:: Your tasks ::
(1) Please list every fish species the Lake Oahe text names.
(2) According to the Lake Oahe text, how deep is this year's thermocline?
(3) Copy the Lake Oahe text word for word, starting at "The cold-water layer is" and ending at "cold water are susceptible to being pulled through the dam.".

:: Page text ::
------------------------------------------------

The dead fish are primarily lake herring that are being drawn through the power plant intakes in Lake Oahe and being deposited downstream into Lake Sharpe. Larger fish that get close to the suction of the intakes can swim away, but lake herring and other small fish cannot.

Lake herring, which school by nature, prefer cold water and were introduced into Lake Oahe as a forage fish.

The forage fish are being drawn through Oahe Dam because of the current elevation of the lake and the intakes. The water intakes are located midway between the water surface and the lake bottom and have a top and bottom elevation of 1,534 and 1,524 feet above sea level, respectively.

At the current water elevation of 1,612 above sea level, water is removed from Lake Oahe between 78 to 88 feet down. Fish near the intakes in that deep water are susceptible to being pulled through the dam.

Lake Oahe is considered a two-story lake, containing an upper warm-water layer where walleye, catfish, and other warm fish live and a deep, cold-water layer that can support Chinook salmon, rainbow smelt, and lake herring.

The cold-water layer is currently being drawn from Lake Oahe, through the dam and into the downstream Lake Sharpe.

This year, the change from the warm-water to the cold-water layer, or thermocline, is approximately 55 feet deep. Fish in that layer of cold water are susceptible to being pulled through the dam.

------------------------------------------------

:: Record set ::
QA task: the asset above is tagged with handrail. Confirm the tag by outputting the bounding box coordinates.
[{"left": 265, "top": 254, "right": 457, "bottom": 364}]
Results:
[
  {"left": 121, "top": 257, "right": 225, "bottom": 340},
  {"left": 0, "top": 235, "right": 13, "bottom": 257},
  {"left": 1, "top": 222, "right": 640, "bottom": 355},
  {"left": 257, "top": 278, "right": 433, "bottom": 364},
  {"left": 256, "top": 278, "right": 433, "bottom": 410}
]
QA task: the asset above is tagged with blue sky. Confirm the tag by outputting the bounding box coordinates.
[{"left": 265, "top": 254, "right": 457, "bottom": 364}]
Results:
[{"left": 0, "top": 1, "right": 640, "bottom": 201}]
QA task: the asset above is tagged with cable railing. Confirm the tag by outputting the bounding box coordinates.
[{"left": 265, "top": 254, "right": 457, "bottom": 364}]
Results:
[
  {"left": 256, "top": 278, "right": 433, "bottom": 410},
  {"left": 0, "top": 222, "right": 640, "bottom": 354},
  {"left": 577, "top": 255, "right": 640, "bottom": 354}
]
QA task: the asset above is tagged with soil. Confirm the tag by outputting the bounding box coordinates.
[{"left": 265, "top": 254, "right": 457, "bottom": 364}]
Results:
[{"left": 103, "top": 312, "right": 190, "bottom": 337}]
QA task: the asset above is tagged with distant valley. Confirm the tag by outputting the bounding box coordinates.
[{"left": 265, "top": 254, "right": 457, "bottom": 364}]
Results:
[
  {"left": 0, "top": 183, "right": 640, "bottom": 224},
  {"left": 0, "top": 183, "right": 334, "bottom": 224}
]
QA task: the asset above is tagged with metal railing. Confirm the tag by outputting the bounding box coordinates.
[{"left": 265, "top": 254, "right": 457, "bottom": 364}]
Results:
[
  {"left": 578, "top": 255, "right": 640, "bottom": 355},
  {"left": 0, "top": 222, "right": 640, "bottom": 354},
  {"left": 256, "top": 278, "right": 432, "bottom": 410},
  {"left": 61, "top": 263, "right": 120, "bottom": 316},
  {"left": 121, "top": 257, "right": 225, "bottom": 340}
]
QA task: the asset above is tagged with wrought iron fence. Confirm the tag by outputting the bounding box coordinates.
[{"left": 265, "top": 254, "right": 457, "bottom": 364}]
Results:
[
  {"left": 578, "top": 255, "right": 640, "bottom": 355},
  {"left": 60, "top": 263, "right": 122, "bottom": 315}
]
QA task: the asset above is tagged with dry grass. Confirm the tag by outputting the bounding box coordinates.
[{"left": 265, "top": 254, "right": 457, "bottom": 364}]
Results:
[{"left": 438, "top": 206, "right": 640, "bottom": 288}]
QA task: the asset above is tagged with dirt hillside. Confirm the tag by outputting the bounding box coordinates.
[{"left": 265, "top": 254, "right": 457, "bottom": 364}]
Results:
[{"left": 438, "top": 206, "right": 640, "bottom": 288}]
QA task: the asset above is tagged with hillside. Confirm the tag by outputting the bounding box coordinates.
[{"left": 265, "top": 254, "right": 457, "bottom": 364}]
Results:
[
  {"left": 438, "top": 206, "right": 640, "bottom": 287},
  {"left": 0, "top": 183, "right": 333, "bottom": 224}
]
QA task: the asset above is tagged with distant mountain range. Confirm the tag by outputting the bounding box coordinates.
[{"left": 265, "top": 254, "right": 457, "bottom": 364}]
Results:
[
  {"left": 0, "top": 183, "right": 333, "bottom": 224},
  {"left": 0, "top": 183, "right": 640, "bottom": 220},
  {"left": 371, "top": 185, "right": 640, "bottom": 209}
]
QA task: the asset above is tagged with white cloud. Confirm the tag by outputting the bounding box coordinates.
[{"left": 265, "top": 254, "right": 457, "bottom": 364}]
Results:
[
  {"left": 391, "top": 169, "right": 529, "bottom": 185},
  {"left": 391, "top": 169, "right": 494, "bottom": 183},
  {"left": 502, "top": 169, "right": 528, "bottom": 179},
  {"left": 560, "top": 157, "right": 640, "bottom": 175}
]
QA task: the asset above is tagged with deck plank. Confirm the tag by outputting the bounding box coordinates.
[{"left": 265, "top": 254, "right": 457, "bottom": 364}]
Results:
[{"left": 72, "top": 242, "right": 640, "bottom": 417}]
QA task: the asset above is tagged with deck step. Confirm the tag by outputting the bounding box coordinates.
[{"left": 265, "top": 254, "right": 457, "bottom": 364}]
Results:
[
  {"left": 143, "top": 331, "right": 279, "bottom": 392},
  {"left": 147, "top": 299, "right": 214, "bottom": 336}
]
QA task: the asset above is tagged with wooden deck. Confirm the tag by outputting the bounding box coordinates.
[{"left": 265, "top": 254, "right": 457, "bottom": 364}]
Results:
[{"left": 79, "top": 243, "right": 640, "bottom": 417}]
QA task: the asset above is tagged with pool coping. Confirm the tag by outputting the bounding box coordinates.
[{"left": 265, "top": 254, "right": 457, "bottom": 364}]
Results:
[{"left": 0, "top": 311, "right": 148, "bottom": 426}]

------------------------------------------------

:: Solved problems ::
(1) Lake herring, walleye, catfish, Chinook salmon, rainbow smelt

(2) Approximately 55 feet deep.

(3)
The cold-water layer is currently being drawn from Lake Oahe, through the dam and into the downstream Lake Sharpe.

This year, the change from the warm-water to the cold-water layer, or thermocline, is approximately 55 feet deep. Fish in that layer of cold water are susceptible to being pulled through the dam.